--- start SUPPLIED RECORDS ---

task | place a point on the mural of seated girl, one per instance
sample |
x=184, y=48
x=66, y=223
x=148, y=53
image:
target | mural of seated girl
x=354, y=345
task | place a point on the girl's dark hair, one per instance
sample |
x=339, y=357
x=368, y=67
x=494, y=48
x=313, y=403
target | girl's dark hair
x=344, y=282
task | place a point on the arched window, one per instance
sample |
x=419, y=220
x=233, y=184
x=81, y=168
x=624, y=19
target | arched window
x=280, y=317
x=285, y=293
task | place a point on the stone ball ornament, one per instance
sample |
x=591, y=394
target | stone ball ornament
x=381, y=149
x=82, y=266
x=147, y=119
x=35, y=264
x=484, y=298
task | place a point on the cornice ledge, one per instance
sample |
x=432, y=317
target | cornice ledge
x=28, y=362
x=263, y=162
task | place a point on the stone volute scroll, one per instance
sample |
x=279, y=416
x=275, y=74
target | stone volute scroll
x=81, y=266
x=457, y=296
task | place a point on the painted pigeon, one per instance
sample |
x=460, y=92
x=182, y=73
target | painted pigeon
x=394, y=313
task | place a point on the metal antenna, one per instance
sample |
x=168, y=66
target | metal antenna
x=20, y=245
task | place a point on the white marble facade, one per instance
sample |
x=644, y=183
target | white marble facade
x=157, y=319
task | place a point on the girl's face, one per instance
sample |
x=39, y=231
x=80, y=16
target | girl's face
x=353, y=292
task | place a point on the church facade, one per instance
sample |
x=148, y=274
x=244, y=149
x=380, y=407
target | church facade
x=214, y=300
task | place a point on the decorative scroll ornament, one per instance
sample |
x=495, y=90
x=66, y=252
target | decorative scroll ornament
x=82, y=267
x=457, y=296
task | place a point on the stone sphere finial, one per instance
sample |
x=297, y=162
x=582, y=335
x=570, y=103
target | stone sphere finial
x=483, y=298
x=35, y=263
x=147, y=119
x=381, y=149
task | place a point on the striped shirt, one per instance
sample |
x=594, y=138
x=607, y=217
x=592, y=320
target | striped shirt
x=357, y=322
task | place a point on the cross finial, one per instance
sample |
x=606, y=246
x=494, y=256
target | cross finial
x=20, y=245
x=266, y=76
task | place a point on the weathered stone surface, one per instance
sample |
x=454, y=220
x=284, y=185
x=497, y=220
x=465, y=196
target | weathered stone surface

--- end SUPPLIED RECORDS ---

* CHALLENGE
Exactly repeat the lines from the line that contains "task | place a point on the painted" to the end of the entries, both included, and leave out all other lines.

* FULL ANSWER
task | place a point on the painted pigeon, one per instance
sample |
x=460, y=92
x=182, y=73
target | painted pigeon
x=394, y=313
task | place a point on the metal antenna, one per instance
sample |
x=168, y=66
target | metal antenna
x=20, y=245
task | place a point on the white marble facade, one per instance
sample |
x=644, y=183
target | white marble facade
x=157, y=319
task | place a point on the girl's face, one per instance
sample |
x=39, y=231
x=80, y=16
target | girl's face
x=353, y=292
task | place a point on the church facade, one per instance
sample |
x=148, y=274
x=244, y=149
x=380, y=407
target | church facade
x=214, y=300
task | place a point on the decorative scroll ornament, one per instance
sample |
x=495, y=90
x=66, y=252
target | decorative scroll ornament
x=82, y=267
x=457, y=296
task | place a point on the stone sphere finial, one per instance
sample |
x=297, y=162
x=582, y=335
x=570, y=103
target | stone sphere finial
x=483, y=298
x=35, y=263
x=147, y=119
x=381, y=149
task | place a point on the striped shirt, one per instance
sample |
x=594, y=138
x=607, y=217
x=592, y=320
target | striped shirt
x=357, y=322
task | place a point on the cross finial, one per instance
sample |
x=606, y=246
x=494, y=256
target | cross finial
x=20, y=245
x=266, y=76
task | place a point on the weathered stone surface, one per instance
sample |
x=454, y=220
x=284, y=185
x=497, y=220
x=465, y=196
target | weathered stone surface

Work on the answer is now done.